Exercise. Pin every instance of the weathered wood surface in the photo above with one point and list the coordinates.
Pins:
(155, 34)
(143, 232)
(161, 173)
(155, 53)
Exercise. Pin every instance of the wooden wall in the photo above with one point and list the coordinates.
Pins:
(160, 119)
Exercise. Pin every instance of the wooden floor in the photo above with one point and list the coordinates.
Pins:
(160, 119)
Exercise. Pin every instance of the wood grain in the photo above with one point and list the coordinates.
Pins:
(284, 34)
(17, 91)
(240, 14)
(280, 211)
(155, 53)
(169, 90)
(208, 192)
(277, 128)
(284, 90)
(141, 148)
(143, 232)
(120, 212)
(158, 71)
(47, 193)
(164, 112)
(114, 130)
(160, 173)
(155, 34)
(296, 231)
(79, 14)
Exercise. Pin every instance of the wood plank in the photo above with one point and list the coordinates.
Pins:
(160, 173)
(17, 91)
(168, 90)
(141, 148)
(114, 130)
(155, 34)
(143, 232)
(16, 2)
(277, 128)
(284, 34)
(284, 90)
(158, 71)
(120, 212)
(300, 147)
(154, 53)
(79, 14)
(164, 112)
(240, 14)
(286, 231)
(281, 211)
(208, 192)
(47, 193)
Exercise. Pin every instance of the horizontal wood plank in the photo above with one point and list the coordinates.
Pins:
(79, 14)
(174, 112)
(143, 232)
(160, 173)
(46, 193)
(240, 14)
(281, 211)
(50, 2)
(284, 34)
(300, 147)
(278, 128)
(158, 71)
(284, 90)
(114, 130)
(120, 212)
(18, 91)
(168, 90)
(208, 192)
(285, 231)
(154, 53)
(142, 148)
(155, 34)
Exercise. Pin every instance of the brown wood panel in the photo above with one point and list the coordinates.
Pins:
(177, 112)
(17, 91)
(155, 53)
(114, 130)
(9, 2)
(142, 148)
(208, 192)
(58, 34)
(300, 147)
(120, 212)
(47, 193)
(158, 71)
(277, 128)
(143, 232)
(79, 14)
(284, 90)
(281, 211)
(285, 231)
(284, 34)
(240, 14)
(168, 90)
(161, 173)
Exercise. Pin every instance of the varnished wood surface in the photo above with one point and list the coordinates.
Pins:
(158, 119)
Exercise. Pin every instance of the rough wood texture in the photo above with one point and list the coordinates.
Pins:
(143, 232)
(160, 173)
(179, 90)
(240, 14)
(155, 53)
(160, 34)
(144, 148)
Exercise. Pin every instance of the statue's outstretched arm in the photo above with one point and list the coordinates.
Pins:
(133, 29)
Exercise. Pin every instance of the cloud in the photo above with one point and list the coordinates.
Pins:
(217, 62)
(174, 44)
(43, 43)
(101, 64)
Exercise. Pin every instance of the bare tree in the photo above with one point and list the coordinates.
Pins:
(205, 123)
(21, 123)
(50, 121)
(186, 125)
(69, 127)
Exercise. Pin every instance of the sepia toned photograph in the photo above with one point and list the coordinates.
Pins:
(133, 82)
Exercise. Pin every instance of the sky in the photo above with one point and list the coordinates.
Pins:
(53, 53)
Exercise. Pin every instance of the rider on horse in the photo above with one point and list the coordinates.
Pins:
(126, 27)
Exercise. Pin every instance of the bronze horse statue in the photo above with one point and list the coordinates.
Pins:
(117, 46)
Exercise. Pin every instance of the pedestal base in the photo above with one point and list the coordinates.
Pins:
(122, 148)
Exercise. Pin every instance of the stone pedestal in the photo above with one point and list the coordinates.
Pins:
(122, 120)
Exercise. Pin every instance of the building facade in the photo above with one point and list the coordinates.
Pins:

**PROBLEM TO SOLVE:**
List all lines in the material containing the string "plank".

**RESPONSE:**
Exercise. Pin every instance of the wood plank in the photo above with one point and list the coordinates.
Exercise. Pin every instance of the horizontal wood plank in the photo above with one point and list the coordinates.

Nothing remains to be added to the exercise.